* start *

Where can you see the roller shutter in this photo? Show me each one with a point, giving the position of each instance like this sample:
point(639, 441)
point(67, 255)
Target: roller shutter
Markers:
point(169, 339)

* end *

What the task requires.
Reproduce the lines above word for word.

Solution to this task.
Where can you see the roller shutter in this photo? Show me each one with a point, giving the position of each instance like this sample:
point(639, 441)
point(67, 255)
Target: roller shutter
Markers:
point(169, 339)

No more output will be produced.